— START OF DATA SUPPLIED —

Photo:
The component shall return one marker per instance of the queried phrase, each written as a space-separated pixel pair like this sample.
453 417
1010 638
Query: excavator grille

— END OF DATA SUPPLIED —

Can you copy the material above line for line, without changing anything?

Photo:
The component shall return one marker per instance of the queried phrase, each written as a space-separated pixel pair like this sample.
453 417
1010 638
Query: excavator grille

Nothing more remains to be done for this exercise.